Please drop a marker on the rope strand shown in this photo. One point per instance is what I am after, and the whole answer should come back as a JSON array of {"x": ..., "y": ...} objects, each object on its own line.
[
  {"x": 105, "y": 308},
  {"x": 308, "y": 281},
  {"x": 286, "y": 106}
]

• • • • •

## Do this:
Please copy the rows above verbatim, keeping every line and character unchanged.

## Solution:
Please drop a marker on the rope strand shown in this photo. One point per instance is what I am after, and the whole answer should come back as a JSON array of {"x": ..., "y": ...} objects, each object on its own line.
[
  {"x": 105, "y": 308},
  {"x": 308, "y": 281},
  {"x": 286, "y": 106}
]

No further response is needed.